■ Aim of the task:
Please report every line of the listing below that has the word "leaf" in it.

■ Record extracts:
= = = = = = =

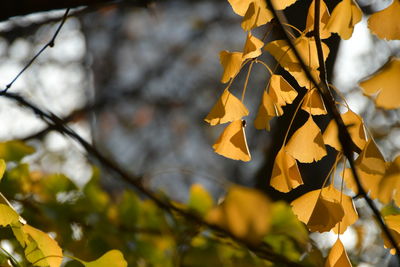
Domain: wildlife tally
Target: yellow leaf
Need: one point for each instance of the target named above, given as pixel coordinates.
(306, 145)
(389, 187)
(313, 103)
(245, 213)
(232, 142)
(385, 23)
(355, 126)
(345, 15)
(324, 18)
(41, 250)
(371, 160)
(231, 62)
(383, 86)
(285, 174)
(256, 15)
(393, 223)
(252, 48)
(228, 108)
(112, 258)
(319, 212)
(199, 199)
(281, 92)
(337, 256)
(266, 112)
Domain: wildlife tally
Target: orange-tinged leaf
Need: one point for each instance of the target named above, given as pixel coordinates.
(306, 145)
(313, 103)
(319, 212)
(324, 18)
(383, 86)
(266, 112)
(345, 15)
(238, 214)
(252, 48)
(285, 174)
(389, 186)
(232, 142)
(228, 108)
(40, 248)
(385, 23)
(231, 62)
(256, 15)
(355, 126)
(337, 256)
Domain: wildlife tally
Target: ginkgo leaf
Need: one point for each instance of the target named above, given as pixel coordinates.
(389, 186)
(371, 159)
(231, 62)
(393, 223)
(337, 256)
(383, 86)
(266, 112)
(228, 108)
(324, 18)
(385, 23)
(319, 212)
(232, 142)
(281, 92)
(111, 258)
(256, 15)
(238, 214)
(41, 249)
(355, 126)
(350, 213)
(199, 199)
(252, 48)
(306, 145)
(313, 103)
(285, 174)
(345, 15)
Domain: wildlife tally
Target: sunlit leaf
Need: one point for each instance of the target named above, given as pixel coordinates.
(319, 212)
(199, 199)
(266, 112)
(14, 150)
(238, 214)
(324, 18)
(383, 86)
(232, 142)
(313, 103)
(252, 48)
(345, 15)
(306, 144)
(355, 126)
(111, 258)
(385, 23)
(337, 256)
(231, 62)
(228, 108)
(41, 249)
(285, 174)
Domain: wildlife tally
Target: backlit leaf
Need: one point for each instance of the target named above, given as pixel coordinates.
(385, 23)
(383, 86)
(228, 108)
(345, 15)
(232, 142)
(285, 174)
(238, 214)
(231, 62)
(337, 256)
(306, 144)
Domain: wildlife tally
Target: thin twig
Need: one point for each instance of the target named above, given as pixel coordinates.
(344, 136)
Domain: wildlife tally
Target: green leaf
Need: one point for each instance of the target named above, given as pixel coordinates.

= = = = = = =

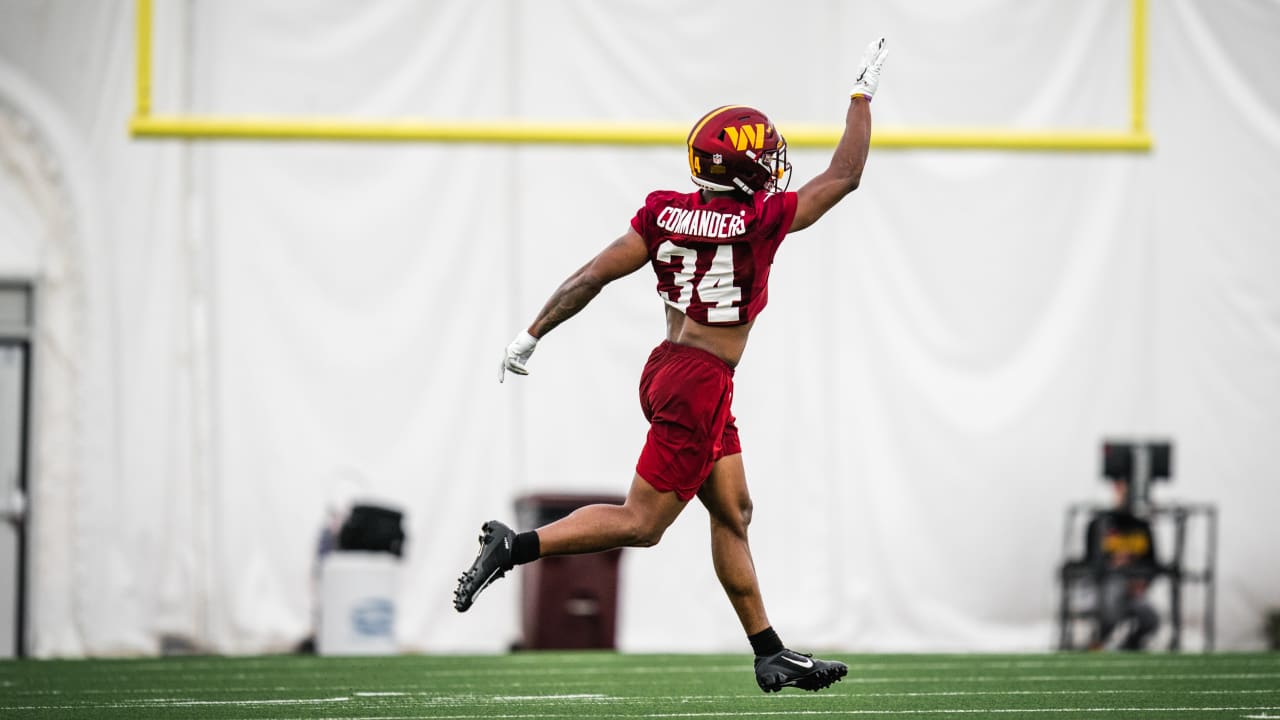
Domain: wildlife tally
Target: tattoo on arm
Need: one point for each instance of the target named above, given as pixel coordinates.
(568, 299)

= = = = = = =

■ Written solution:
Target: yellow leaf
Target: orange-tinged leaf
Target: ginkgo leaf
Target: sunlit leaf
Target: backlit leaf
Target: green leaf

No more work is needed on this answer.